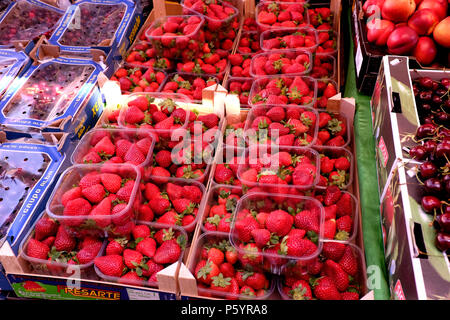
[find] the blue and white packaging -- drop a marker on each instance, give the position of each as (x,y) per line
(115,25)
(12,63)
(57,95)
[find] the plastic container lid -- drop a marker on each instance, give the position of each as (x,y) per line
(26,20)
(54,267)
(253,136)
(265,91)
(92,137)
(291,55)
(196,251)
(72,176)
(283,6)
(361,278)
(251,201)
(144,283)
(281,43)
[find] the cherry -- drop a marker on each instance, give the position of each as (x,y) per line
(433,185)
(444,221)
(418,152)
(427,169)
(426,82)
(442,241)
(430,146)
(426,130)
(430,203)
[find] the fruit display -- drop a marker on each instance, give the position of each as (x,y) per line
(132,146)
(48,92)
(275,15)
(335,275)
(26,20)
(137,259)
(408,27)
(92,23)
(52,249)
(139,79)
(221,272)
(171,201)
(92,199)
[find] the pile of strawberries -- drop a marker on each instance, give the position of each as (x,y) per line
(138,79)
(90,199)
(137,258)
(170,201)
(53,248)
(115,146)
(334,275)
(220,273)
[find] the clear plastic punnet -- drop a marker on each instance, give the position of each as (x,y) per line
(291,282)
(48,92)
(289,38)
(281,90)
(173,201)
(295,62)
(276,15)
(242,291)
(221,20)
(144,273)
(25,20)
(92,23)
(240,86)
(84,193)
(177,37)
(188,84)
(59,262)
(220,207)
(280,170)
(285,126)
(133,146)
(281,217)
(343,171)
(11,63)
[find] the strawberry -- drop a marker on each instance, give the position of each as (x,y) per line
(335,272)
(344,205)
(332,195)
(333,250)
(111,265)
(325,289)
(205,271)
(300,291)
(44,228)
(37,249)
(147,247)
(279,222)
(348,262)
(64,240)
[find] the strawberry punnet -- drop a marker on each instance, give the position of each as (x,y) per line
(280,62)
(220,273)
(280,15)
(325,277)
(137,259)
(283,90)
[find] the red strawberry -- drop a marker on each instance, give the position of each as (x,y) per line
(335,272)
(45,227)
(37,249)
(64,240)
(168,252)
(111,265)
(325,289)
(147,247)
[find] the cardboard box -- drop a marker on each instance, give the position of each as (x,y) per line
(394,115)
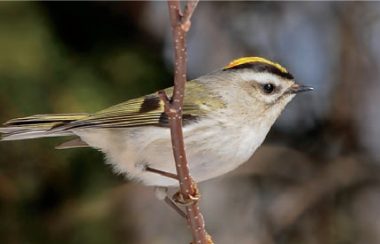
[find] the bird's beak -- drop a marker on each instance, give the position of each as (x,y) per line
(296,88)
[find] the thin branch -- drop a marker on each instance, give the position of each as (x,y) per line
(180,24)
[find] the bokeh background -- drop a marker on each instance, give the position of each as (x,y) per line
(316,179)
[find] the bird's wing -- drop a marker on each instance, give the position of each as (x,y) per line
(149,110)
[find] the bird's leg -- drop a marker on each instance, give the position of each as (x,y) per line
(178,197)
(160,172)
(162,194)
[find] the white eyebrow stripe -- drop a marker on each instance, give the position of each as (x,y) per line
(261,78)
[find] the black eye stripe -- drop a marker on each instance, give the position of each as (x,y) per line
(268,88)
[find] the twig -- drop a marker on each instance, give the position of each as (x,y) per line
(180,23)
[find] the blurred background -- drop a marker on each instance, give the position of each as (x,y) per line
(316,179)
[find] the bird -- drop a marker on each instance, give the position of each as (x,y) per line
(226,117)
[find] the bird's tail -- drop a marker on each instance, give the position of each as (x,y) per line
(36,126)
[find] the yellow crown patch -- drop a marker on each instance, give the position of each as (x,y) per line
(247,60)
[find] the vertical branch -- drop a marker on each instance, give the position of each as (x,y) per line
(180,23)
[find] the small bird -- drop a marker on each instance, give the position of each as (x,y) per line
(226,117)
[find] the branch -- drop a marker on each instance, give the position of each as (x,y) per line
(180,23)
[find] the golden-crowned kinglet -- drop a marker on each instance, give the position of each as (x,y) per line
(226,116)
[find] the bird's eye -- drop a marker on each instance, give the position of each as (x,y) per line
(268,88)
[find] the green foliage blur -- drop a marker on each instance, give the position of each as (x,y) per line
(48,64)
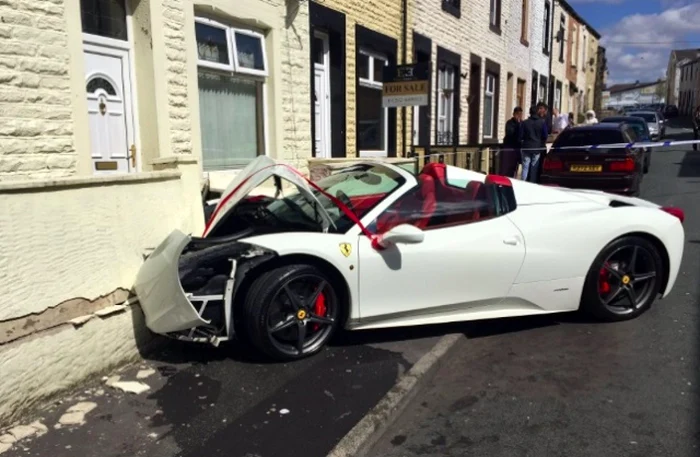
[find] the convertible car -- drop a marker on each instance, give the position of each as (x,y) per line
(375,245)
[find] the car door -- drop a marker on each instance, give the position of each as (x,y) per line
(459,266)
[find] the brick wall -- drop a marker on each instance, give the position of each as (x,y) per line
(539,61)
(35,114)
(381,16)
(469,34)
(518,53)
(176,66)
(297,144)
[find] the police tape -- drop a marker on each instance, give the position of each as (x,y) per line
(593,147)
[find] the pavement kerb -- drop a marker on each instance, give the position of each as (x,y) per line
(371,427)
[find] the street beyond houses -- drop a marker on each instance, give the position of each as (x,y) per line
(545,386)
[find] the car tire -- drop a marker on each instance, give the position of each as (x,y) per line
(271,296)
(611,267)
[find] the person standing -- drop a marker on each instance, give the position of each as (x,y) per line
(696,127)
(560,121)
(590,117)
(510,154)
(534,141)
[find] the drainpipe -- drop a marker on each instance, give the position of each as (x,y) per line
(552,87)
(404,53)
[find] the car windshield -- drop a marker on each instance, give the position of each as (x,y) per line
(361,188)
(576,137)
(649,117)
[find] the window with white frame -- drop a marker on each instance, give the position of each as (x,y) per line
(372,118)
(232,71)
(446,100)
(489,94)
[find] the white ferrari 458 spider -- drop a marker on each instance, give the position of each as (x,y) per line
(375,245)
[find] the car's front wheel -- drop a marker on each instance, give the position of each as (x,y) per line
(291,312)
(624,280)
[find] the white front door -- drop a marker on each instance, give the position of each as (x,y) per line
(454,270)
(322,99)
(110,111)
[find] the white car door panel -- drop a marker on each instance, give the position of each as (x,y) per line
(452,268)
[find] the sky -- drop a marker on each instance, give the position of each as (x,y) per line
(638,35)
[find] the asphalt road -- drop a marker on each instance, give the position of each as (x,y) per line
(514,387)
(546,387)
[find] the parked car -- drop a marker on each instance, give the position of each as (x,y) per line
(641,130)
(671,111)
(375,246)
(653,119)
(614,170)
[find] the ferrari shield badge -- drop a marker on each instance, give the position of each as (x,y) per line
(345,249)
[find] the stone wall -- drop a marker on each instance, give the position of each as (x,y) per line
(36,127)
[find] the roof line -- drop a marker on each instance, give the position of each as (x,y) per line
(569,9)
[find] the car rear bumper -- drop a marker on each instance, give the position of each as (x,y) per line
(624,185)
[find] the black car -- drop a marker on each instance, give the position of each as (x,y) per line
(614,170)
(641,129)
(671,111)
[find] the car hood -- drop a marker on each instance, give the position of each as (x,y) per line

##############################

--- STATED EXERCISE ---
Beginning at the line that holds "[find] the white front", reproduce each line of the records above down to and including the last one.

--- TASK SOLUTION ---
[find] the white front door -- drop a marker on each instance, give the position of each as (x,y) per line
(454,270)
(322,99)
(110,111)
[find] the white car door panel -- drop a marker on each instance, give the position of each as (x,y) per line
(452,268)
[find] the sky -- drop a marker on each instance, give the position of each as (x,y) per line
(638,35)
[find] the asphalt road -- drop a marker on each instance, give the position of each as (x,y) per line
(514,387)
(546,387)
[find] the parked car -- drop a marker on each instance, give the position of each as (x,y) per line
(641,130)
(671,111)
(375,246)
(653,119)
(614,170)
[find] the ferrari shield badge -- drop a marker on each instance, give the position of each as (x,y) per line
(345,249)
[find] the stone wall -- drop a marker on each instance, give the position of each as (x,y) per line
(36,127)
[find] the roof line -- drop a marker on each instance, give the position of each as (x,y) per line
(569,9)
[find] the car rear bumper -- drop a marker on each instance, give the position of each as (x,y) per line
(624,185)
[find] the black car -- drop a marker on each instance, give the position of each as (x,y) per line
(614,170)
(641,129)
(671,111)
[find] the car hood -- drop a marker on each instance, give the position of each as (x,y) per line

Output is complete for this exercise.